--- Start INPUT ROWS ---

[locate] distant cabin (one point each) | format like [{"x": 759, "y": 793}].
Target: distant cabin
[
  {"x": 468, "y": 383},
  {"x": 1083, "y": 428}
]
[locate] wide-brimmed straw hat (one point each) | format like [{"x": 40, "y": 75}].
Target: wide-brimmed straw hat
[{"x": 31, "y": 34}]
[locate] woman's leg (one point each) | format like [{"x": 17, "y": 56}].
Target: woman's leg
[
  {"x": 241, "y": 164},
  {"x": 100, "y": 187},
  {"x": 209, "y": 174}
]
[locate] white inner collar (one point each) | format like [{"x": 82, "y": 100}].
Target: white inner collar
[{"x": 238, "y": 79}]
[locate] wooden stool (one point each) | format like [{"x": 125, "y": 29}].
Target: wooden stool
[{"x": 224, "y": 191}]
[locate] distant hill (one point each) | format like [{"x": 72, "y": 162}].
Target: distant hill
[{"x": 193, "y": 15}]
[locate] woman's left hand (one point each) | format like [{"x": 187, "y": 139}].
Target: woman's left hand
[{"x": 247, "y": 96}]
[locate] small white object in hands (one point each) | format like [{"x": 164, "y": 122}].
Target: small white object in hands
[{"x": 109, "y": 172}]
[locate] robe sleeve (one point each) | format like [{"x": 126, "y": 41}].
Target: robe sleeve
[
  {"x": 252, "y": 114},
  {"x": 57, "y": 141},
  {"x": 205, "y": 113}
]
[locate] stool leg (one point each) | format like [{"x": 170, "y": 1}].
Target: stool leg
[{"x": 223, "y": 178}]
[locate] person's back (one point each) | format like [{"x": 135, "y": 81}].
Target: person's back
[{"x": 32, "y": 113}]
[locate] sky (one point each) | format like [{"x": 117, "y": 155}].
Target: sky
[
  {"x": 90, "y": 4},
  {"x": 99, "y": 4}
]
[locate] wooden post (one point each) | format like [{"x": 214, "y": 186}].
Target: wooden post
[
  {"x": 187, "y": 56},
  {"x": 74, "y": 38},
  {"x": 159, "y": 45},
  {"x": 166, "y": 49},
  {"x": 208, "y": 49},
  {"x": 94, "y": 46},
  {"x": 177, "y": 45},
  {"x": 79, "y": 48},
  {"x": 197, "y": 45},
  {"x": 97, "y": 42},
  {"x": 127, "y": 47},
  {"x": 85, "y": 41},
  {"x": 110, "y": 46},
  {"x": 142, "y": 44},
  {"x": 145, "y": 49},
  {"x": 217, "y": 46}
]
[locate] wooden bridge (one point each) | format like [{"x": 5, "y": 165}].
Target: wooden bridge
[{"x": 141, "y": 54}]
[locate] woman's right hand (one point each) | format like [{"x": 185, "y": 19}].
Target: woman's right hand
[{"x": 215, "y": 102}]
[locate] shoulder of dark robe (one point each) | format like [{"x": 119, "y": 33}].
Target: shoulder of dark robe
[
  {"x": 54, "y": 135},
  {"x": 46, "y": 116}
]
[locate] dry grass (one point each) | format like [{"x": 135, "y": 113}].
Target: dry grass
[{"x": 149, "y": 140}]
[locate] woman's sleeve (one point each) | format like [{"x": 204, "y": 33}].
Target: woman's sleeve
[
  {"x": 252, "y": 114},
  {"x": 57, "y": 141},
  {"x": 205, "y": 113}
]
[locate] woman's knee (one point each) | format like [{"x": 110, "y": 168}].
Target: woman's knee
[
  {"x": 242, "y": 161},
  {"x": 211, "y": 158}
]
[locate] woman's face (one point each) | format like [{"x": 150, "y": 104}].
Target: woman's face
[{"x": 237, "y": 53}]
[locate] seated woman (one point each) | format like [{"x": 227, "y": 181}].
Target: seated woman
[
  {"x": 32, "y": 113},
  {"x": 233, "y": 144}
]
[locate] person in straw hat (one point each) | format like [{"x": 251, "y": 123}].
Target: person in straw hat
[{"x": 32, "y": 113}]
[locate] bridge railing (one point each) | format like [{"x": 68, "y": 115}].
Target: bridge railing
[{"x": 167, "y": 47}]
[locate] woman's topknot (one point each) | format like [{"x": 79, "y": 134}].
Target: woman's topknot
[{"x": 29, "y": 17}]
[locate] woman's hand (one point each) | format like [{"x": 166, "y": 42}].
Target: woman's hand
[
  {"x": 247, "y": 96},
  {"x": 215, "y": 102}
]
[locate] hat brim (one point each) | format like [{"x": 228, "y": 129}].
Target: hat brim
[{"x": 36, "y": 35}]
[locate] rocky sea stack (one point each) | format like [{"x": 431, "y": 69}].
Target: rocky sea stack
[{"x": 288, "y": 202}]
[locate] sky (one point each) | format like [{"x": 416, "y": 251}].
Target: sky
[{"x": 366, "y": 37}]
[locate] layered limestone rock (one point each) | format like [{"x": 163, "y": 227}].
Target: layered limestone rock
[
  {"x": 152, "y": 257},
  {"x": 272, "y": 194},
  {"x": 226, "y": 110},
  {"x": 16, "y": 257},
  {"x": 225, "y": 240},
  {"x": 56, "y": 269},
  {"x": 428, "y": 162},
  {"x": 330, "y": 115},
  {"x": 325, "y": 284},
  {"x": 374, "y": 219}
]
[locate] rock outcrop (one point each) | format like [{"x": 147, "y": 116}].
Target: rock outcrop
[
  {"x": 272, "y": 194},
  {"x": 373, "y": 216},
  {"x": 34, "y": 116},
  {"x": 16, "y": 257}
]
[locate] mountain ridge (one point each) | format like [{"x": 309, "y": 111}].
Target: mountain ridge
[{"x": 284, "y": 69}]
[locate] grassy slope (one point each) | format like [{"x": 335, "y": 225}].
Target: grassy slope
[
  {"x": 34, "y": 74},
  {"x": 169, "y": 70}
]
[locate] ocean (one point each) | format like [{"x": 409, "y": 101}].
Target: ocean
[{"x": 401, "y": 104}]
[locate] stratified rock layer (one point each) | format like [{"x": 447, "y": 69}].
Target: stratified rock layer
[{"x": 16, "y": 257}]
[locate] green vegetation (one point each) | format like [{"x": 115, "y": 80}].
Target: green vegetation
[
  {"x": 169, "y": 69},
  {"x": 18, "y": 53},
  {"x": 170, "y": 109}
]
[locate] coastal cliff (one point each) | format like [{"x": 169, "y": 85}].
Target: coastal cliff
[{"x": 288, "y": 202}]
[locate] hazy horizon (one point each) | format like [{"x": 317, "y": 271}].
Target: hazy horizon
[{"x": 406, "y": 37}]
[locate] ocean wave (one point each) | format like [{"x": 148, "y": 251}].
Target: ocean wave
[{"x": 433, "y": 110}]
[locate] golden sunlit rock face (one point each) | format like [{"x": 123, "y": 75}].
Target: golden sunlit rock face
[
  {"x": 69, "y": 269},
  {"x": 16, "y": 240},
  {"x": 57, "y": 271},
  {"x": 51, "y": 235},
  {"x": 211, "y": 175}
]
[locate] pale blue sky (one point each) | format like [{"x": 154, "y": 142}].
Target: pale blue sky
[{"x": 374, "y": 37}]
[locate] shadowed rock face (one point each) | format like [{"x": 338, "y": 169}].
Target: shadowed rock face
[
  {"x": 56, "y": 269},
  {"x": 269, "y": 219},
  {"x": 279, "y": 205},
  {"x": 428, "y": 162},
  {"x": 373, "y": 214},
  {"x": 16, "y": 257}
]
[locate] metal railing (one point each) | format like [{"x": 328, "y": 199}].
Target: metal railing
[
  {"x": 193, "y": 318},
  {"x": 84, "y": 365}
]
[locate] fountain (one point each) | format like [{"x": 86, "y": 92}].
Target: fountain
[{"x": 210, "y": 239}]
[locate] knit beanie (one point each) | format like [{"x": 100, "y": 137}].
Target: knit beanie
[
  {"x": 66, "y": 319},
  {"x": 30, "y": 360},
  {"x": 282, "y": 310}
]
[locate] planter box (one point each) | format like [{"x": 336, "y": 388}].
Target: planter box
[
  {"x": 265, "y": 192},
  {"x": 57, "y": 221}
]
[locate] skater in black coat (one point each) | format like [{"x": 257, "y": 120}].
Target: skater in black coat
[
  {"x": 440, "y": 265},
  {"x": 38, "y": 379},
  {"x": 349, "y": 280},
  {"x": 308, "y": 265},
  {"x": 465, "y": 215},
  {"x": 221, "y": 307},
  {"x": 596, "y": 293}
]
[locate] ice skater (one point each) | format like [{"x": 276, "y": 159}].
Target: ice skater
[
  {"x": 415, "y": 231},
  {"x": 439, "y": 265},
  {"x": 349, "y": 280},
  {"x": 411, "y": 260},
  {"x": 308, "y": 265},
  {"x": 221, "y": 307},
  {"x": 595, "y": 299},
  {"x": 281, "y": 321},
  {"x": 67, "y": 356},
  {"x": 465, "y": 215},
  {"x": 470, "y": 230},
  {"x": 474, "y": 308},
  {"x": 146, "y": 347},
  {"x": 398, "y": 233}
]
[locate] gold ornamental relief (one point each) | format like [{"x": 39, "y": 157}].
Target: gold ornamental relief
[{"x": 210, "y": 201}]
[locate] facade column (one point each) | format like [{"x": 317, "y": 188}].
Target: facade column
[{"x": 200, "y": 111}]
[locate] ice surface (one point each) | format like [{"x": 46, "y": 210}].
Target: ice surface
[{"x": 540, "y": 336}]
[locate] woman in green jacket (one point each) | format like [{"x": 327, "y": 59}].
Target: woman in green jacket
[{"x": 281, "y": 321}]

--- End INPUT ROWS ---

• [WORK TO DO] Each line from the one containing "[locate] skater in" through the end of the entries, both included, is to be returned exactly, with no other lines.

• [EXERCISE RESPONSE]
[locate] skater in black coat (one point each) | format like [{"x": 257, "y": 120}].
Target: skater in black coat
[
  {"x": 440, "y": 265},
  {"x": 38, "y": 379},
  {"x": 349, "y": 280},
  {"x": 308, "y": 265},
  {"x": 465, "y": 215},
  {"x": 221, "y": 307},
  {"x": 596, "y": 293}
]
[locate] ice skater (one point each) | format like [{"x": 276, "y": 159}].
Target: ice skater
[
  {"x": 415, "y": 231},
  {"x": 439, "y": 265},
  {"x": 349, "y": 280},
  {"x": 411, "y": 260},
  {"x": 308, "y": 265},
  {"x": 221, "y": 307},
  {"x": 595, "y": 299},
  {"x": 281, "y": 321},
  {"x": 67, "y": 356},
  {"x": 465, "y": 215},
  {"x": 470, "y": 230},
  {"x": 474, "y": 308},
  {"x": 146, "y": 347},
  {"x": 398, "y": 233}
]
[locate] gold ornamental relief (one point each) | format like [{"x": 39, "y": 157}].
Target: gold ornamental relief
[{"x": 210, "y": 201}]
[locate] facade column (one point each) | format like [{"x": 317, "y": 188}].
Target: facade column
[{"x": 200, "y": 111}]
[locate] ice surface (one point each) | format like [{"x": 46, "y": 210}].
Target: ice surface
[{"x": 540, "y": 336}]
[locate] woman in green jacket (one point each) | format like [{"x": 327, "y": 59}].
Target: woman in green jacket
[{"x": 281, "y": 321}]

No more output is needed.